= Goal 1 =
In the Beam pipeline thread, what does Robert Bradshaw call the easiest way to defer writing to PubSub?
= Goal 2 =
Carry the Beam pipeline thread on from its last line.

= Extract to read =
= = = = = = =

Re: Publish message to pubsub topic after processing current input in beam streaming pipeline

Posted by Robert Bradshaw <ro...@google.com>.
OK, as I read it get_responses yields several elements for a single
input message. It sounds like you want to defer writing to PubSub
until after all of them are processed. The easiest way to do this
would be for get_responses to return a list of messages and
send_to_output to process the whole list of messages, returning the
single "done" signal which could then get written.

You could also do something by tagging the various outputs of
get_responses with a common key, and then doing a (windowed)
group-by-key to colocate them again, but that might be overkill in
this case.

On Thu, Sep 19, 2019 at 2:54 PM Anjana Pydi <an...@bahwancybertek.com> wrote:
>
> Hi Robert,
>
> Thanks for the reply. 'get_responses' method return a list of dictionaries and 'send_to_output' method takes each element of the list and simultaneously posts it to an API end point.
>
> My question is I just need to send a signal(write a message 'process completed' ) to pubsub topic2 only after completion of send_to_output step (i.e. after processing entire list from before step).
>
> If I add it after last step like below, I suspect it would write message for every element of the list. Is there any way that I can do it only once at the end?
>
> beam.Map(lambda output: send_to_output(output)) | 'process completed' >> beam.io.WriteStringsToPubSub(topic=known_args.output_topic)
>
> Regards,
> Anjana
> ________________________________________
> From: Robert Bradshaw [robertwb@google.com]
> Sent: Thursday, September 19, 2019 2:31 PM
> To: user
> Cc: Richard Amrith Lourdu
> Subject: Re: Publish message to pubsub topic after processing current input in beam streaming pipeline
>
> On Thu, Sep 19, 2019 at 11:05 AM Anjana Pydi
> <an...@bahwancybertek.com> wrote:
> >
> > Hi ,
> >
> > I have a beam streaming pipeline which reads data from pubsub topic, use it to call an API and get responses, apply some transformations on the obtained responses and writes to output sinks.

= = = = = = =

= Information provided =
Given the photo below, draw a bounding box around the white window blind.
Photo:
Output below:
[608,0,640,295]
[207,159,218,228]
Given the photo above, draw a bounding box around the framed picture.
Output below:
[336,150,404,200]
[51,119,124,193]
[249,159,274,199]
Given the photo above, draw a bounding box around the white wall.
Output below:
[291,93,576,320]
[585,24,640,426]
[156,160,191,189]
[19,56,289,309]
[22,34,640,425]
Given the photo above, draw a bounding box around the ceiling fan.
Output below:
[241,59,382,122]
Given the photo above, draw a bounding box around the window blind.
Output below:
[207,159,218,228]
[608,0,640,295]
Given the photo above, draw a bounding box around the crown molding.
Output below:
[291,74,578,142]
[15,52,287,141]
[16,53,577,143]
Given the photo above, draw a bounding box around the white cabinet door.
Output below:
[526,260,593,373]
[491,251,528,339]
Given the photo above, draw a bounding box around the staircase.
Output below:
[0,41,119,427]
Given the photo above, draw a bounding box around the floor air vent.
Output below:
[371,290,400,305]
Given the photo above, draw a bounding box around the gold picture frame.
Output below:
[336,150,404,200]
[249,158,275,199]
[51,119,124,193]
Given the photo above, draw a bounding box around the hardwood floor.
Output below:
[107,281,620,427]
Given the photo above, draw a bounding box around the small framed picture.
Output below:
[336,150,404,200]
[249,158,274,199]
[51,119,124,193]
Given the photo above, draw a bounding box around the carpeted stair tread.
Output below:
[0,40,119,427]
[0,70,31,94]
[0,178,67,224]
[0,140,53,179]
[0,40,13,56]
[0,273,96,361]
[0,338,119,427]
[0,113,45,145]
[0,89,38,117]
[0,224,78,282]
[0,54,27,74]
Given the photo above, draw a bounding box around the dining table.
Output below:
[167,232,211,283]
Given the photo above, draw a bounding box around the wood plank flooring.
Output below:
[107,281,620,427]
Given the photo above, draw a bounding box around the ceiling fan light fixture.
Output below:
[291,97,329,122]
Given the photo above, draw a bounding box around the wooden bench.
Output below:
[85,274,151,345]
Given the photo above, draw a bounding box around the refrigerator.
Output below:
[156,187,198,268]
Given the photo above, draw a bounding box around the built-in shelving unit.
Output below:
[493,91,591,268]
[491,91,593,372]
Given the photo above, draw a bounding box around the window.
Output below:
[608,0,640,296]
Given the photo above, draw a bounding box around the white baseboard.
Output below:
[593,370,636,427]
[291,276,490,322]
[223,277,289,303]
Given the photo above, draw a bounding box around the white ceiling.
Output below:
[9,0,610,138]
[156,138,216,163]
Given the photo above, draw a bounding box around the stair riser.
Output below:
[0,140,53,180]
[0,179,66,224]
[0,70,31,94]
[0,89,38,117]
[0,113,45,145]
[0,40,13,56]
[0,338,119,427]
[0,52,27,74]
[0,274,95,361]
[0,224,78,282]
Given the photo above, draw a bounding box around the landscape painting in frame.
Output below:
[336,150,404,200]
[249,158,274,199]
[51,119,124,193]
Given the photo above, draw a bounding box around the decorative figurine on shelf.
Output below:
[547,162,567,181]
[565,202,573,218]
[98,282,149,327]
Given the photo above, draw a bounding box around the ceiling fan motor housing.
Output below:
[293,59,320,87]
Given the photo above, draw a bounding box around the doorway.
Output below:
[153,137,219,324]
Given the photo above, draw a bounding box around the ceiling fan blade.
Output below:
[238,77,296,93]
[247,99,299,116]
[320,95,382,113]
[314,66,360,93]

= = = = = = =

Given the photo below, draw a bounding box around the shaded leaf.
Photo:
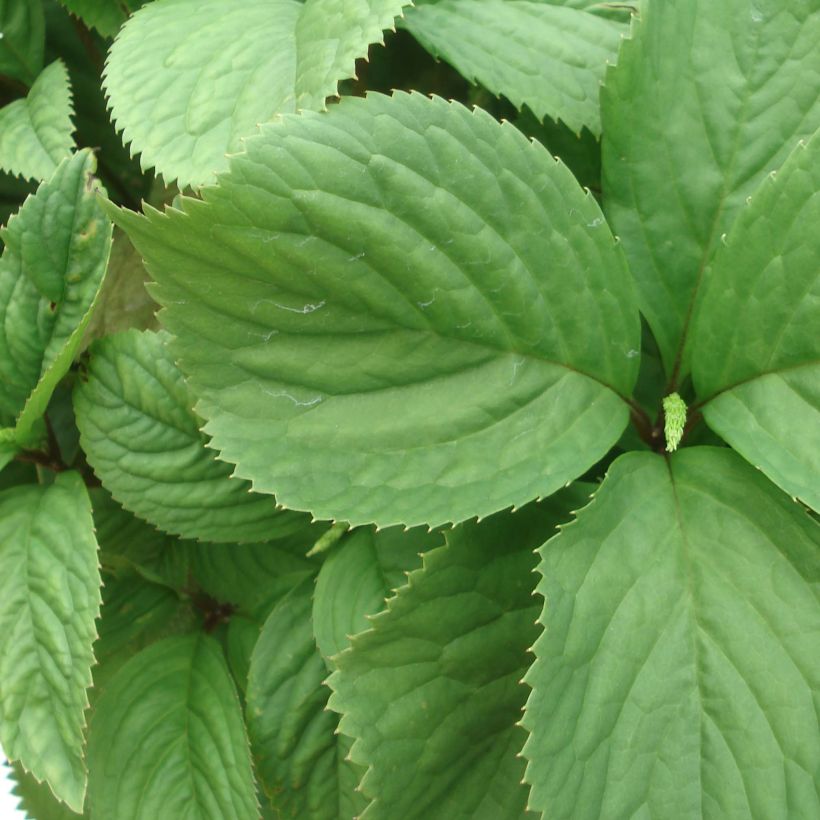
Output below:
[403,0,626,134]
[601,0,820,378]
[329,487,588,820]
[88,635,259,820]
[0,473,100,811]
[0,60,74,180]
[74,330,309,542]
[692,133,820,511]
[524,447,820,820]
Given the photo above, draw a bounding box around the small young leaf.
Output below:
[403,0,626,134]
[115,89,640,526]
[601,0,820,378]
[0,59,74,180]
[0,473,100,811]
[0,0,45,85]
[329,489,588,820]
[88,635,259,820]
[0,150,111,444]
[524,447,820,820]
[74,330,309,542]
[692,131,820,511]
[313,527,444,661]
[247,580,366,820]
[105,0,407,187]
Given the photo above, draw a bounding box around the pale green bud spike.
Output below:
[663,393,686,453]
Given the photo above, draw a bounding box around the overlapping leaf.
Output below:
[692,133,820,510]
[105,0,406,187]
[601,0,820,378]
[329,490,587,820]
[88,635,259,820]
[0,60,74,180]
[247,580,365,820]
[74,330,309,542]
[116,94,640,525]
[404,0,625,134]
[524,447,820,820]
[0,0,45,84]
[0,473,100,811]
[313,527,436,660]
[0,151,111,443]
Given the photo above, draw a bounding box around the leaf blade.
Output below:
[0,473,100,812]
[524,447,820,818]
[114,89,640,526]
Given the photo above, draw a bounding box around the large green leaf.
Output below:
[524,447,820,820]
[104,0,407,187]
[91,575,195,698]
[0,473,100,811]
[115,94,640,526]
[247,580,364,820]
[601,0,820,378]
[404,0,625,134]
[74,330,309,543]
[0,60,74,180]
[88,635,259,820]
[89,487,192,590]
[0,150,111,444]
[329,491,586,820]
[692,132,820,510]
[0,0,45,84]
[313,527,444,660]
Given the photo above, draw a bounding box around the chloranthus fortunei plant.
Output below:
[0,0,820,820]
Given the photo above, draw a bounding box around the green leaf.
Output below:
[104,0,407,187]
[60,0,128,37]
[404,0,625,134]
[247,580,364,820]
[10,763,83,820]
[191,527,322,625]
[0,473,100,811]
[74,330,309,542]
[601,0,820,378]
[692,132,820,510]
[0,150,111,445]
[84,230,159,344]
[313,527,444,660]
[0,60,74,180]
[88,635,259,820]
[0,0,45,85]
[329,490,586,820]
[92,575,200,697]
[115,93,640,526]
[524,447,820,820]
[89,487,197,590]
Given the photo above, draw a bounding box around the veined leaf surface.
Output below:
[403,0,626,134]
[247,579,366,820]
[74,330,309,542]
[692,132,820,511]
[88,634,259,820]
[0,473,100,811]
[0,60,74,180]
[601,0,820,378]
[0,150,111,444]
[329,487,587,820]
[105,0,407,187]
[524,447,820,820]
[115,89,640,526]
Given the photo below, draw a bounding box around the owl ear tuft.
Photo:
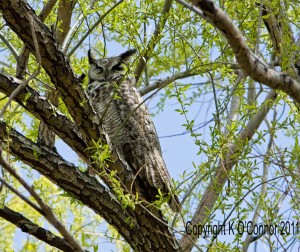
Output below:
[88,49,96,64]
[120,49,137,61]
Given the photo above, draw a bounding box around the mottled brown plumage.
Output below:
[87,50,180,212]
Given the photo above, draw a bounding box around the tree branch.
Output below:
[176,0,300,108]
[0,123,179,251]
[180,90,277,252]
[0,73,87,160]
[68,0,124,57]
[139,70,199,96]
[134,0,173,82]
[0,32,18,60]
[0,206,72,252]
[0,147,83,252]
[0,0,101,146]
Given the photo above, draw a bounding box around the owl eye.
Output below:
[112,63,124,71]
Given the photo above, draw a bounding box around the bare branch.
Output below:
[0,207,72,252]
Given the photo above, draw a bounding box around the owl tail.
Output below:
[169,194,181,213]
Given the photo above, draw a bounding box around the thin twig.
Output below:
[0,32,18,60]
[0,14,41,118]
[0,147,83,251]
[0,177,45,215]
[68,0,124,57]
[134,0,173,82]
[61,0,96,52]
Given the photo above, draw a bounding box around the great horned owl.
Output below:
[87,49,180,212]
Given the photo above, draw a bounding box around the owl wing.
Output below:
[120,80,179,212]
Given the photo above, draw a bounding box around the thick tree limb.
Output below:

= = = = = = =

= Exercise output 1 =
Have get_responses return a list of messages and have send_to_output process the whole list, returning a single "done" signal that could then be written.

= Exercise output 2 =
> >
> > Now, I need to add logic to write a 'process completed' message to another pubsub topic once after the process gets finished. Can some one please provide your thoughts on how can I add it.
> >
> > I actually want to achieve this:
> >
> > topic1 (data)-> triggers pipeline and writes complete message at end-> topic2 (complete msg)
>
> Your code below looks fine so far. I'm assuming your send_to_output
> function produces the message that you want to send to topic2, right?
> (BTW, you can write beam.Map(send_to_topic) rather than having to
> write beam.Map(lambda output: send_to_output(output)).)
>
> In that case, you just need to add
>
>     data | beam.io.WriteStringsToPubSub(topic2)
>
> > When topic1 sees message on topic2, it again posts new data to topic1
> >
> > Below is the code sample:
> >
> >   pubsub_message = p | 'Read From Pubsub' >> beam.io.ReadStringsFromPubSub(topic=known_args.input_topic) | 'split and add' >> beam.ParDo(split_item)
> >
> >   data = pubsub_message | 'API call' >> beam.FlatMap(lambda x: get_responses(x[0],
> >                 datetime.strptime(x[1], "%Y-%m-%d %H:%M:%S"),
> >                 datetime.strptime(x[2], "%Y-%m-%d %H:%M:%S"))) | 'WriteOutput' >> beam.Map(lambda output: send_to_output(output))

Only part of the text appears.